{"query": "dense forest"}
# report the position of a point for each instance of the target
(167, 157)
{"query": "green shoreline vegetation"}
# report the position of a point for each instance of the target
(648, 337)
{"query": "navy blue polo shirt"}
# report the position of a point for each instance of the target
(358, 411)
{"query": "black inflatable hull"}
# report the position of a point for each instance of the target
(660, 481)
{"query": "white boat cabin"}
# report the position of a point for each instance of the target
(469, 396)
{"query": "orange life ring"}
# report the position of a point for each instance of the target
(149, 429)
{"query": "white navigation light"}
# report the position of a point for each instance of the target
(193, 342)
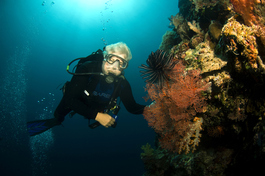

+ + + + +

TU OBJETIVO => Transcribe sin ningún cambio todas las filas de arriba y deja fuera la imagen.

RESPUESTA COMPLETA =>
{"query": "dense forest"}
# report the position of a point for each instance of the target
(167, 157)
{"query": "green shoreline vegetation"}
# report the position of a point for each instance of the target
(648, 337)
{"query": "navy blue polo shirt"}
# report the position of a point for each instance of the target
(358, 411)
{"query": "black inflatable hull"}
# report the position of a point for each instance of the target
(660, 481)
{"query": "white boat cabin"}
# report the position of a point for each instance of the target
(469, 396)
{"query": "orange life ring"}
# report the position of a point for each instance of the target
(149, 429)
{"query": "white navigation light"}
# report the position of a point for each instance of the target
(193, 342)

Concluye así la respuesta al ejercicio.